● Exercise description
Going from the line that contains "Subject = shirt sleeve" down to the last line in the listing below, reproduce every line exactly and include no others.

● Input for this task
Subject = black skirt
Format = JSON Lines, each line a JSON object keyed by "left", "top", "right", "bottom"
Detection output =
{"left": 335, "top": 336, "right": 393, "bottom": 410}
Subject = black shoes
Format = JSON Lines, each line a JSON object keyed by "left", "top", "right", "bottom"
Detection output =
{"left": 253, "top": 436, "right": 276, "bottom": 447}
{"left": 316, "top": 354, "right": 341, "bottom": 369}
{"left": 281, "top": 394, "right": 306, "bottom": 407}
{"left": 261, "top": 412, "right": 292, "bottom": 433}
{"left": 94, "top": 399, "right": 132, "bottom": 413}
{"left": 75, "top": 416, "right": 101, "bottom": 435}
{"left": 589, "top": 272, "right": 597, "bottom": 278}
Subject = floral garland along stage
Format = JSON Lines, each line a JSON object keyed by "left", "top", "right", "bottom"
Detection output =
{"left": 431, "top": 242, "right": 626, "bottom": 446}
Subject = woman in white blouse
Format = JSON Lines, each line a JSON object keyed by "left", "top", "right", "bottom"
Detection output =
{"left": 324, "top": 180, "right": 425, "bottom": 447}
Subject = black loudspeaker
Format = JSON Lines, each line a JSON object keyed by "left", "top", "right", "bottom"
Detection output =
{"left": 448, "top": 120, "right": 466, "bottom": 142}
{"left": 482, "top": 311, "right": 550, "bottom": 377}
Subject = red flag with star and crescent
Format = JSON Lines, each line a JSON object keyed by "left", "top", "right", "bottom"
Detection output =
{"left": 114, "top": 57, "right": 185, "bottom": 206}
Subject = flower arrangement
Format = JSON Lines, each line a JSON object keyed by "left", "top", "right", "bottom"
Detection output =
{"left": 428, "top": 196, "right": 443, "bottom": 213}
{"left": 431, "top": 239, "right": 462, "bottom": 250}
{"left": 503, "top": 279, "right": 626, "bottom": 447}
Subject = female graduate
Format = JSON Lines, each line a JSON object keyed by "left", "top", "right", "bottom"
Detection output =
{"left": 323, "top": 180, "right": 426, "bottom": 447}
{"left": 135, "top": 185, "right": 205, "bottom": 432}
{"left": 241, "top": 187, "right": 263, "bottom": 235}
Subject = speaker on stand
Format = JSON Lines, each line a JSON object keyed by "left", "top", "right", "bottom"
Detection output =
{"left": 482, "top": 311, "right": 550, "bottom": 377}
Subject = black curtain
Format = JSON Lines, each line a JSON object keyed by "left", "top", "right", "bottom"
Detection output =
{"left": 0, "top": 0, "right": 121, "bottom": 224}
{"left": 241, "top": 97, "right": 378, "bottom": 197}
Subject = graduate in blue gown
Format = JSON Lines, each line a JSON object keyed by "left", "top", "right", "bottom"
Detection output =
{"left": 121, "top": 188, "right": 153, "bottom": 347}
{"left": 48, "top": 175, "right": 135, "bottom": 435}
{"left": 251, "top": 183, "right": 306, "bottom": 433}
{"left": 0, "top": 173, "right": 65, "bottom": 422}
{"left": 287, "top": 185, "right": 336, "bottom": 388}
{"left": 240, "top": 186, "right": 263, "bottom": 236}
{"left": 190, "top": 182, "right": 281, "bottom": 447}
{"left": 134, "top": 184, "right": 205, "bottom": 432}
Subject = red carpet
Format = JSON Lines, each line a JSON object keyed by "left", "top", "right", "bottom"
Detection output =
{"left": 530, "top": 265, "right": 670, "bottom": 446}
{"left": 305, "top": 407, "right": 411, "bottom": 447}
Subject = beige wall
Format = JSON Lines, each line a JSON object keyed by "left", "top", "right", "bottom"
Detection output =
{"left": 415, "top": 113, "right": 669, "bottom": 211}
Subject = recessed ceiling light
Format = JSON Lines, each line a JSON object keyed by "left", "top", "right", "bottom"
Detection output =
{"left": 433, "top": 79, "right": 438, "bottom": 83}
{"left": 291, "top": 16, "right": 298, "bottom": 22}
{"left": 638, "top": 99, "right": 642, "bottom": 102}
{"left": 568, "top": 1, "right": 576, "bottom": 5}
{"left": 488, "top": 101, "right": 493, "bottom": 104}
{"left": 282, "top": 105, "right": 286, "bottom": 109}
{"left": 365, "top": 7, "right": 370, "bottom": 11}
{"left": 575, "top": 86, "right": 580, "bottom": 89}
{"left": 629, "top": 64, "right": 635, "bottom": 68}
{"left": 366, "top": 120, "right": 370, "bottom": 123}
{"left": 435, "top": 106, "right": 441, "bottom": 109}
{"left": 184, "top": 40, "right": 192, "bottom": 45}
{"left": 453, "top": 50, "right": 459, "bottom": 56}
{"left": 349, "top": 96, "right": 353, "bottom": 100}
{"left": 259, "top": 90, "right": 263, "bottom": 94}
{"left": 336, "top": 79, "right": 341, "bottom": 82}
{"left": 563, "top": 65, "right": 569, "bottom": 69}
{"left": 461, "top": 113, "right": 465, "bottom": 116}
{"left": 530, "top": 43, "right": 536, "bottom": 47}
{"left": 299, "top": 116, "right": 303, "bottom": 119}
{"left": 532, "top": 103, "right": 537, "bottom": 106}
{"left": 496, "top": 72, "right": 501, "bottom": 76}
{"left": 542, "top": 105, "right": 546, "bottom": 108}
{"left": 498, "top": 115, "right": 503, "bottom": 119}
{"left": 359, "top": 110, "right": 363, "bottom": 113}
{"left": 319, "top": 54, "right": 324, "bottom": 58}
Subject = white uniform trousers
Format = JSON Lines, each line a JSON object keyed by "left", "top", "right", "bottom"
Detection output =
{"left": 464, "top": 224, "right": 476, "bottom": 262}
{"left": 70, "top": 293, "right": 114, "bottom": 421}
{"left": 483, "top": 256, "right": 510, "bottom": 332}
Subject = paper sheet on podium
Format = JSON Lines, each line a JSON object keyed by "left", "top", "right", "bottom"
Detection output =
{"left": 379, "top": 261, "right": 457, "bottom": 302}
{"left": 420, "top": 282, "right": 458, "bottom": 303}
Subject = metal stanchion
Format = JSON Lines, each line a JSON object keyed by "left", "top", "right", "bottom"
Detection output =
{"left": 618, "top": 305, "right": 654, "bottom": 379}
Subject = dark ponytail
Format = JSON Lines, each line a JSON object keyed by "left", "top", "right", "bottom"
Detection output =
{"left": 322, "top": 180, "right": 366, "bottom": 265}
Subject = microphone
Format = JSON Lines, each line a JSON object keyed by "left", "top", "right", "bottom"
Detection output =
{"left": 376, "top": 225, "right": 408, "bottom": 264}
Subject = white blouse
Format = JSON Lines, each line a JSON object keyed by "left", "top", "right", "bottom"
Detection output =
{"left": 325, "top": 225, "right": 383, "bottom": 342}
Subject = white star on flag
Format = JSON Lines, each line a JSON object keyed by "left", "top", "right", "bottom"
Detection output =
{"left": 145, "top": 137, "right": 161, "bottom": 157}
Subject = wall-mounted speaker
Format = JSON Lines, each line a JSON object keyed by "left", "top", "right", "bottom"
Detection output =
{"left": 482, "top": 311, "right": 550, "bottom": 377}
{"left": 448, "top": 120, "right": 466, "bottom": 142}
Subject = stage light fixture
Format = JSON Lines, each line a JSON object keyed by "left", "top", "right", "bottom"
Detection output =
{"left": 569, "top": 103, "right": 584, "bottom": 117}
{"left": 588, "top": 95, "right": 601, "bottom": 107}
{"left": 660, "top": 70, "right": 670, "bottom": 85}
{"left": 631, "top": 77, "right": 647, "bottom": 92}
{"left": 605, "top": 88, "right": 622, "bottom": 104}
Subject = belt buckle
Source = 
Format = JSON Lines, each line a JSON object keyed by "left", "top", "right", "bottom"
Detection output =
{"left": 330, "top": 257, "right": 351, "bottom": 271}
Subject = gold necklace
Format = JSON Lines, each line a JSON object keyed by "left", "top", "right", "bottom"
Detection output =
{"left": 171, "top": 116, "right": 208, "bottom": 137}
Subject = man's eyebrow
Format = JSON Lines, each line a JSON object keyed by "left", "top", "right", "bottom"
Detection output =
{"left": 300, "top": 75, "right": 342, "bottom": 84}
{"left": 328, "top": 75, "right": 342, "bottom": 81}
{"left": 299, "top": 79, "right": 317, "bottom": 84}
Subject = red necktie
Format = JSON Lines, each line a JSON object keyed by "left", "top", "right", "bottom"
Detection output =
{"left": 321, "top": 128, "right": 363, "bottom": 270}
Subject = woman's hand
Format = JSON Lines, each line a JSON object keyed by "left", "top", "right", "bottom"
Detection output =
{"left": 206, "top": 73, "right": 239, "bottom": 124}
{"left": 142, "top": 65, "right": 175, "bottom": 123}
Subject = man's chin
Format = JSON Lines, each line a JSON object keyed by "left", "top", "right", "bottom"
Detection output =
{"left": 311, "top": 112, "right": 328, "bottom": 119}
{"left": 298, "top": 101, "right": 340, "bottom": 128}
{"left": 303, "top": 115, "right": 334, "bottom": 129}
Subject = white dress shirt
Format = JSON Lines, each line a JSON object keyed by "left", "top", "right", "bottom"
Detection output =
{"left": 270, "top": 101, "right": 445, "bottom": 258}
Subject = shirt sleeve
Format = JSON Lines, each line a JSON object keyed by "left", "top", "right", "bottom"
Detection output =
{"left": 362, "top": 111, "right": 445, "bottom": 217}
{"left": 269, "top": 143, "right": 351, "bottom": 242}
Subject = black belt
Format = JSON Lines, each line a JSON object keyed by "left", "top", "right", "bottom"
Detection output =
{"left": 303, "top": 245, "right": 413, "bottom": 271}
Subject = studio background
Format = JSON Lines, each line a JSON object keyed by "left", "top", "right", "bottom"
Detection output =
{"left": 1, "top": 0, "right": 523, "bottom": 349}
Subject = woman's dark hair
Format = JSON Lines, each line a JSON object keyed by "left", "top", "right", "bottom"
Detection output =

● Output below
Subject = shirt sleeve
Format = JSON Lines, each line a JSON object keyed by "left", "top", "right", "bottom"
Detection output =
{"left": 362, "top": 111, "right": 445, "bottom": 217}
{"left": 269, "top": 143, "right": 351, "bottom": 242}
Subject = black belt
Format = JSON Lines, each line a JSON object keyed by "left", "top", "right", "bottom"
Detection output =
{"left": 303, "top": 245, "right": 413, "bottom": 271}
Subject = studio background
Format = JSON Lines, each line a JSON object keyed by "left", "top", "right", "bottom"
Detection output =
{"left": 1, "top": 0, "right": 523, "bottom": 349}
Subject = woman's dark hair
Format = JSON Lines, each line a JSON object keyed by "left", "top", "right", "bottom"
Detection output =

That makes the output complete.